Given problem a> Format the entries below as a JSON list of strings, one string per line and with blank lines omitted. Cover only the lines from the line with "Check that each instance of the clapboard" through the last line of the entries.

Extract to read>
>>>>>
Before the fall of my eighth grade year, I believed in a lot of principles that I didn't have the courage to do anything about. My Just-an-Old-Country-Lawyer father was committed to civil rights, and he taught me and my brother to value justice for ALL people. But he didn't teach me how to put those principles into practice.
I don't know whether or not our father taught my brother how to actually stand up for what he believed in, but he didn't teach me how to, perhaps because I was a girl. Girls were supposed to be seen and not heard. Girls were supposed to be nice and not make waves. I know this because my mother told me so. Repeatedly.
So until the fall of my eighth grade year, I was nice. I had principles to which I was committed, but I lacked the know how- or the courage- to do anything about them.
Then came The Day That Everything Changed.
My junior high band director, Mr. Phillip Wilson, had reserved the football field for first period so we could practice our half-time show for the game that night. The rest of the week, we practiced on the old marching practice field north of the football field. But we always practiced on the football field on game day.
When we marched out to the field, we were met by a large PE class with their fearsome teacher and monstrous student teacher. Mr. Wilson politely told the PE teachers that we had reserved the field for that morning. The fearsome teacher refused to leave and told the students not to give up the field to the band.
Mr. Wilson stormed back across the field to us like MacArthur, Montgomery, Marshall, and Patton rolled into one. Face crimson with the little patches of white he got when he was mightily riled, he shouted, "People, you are the Marshall Junior High School Band! This field is reserved for you this morning. Those people refuse to yield it to us. This field is ours, and we are going to take it!"
We woodwind players stared wide-eyed. The brass players squared their shoulders. The drummers whispered, "Hot Damn!"
Then General Wilson said, "People, you are to march straight ahead. Do not look to the right or left. Do not step to the right or left. If those people don't move, you are NOT going to march around them. You are going to march right over them. Do you understand me?"
We understood.
Mr.Wilson signaled the drum major who counted us off. Then the snare drums started to roll, the bass drum shook the earth, the brasses straightened the pipes, and we woodwinds shrieked until we split the heavens. The irresistible force began marching toward the immovable object.
In an instant, I understood what I was part of. My fear evaporated, and I realized that this was a watershed moment for me. I not only believed in justice, but I was going to act on that belief for the first time. I was going to stand shoulder to shoulder with my band of brothers and sisters and confront the enemy. I was brave.
<<<<<
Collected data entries
>>>>>
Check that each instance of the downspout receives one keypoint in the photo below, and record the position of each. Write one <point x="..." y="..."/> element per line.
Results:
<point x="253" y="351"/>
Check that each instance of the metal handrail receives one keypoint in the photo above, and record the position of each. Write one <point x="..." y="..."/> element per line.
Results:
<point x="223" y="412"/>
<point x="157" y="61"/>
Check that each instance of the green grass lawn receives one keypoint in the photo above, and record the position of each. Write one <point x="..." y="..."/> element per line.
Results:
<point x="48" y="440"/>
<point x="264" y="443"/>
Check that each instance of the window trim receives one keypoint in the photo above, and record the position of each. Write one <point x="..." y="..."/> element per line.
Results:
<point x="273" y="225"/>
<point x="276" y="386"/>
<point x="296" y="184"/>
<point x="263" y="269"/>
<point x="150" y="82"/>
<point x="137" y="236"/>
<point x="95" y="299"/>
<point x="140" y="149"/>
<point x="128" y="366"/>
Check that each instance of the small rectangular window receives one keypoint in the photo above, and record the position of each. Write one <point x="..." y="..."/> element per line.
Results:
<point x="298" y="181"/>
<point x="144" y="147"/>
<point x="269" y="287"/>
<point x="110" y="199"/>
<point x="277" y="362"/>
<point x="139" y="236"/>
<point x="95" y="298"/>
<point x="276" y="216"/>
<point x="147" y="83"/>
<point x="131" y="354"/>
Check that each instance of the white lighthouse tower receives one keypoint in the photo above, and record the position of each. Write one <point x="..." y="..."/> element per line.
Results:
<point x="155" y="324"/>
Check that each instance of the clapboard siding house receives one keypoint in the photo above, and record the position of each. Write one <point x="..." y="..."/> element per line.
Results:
<<<<<
Given problem b> Quote the essay about the junior high band word for word, from "We woodwind players" up to and including "We understood.".

Exercise solution a>
[
  "Check that each instance of the clapboard siding house receives one keypoint in the photo above, and record the position of each. Write one <point x=\"...\" y=\"...\"/> element per line.",
  "Results:"
]

Exercise solution b>
We woodwind players stared wide-eyed. The brass players squared their shoulders. The drummers whispered, "Hot Damn!"
Then General Wilson said, "People, you are to march straight ahead. Do not look to the right or left. Do not step to the right or left. If those people don't move, you are NOT going to march around them. You are going to march right over them. Do you understand me?"
We understood.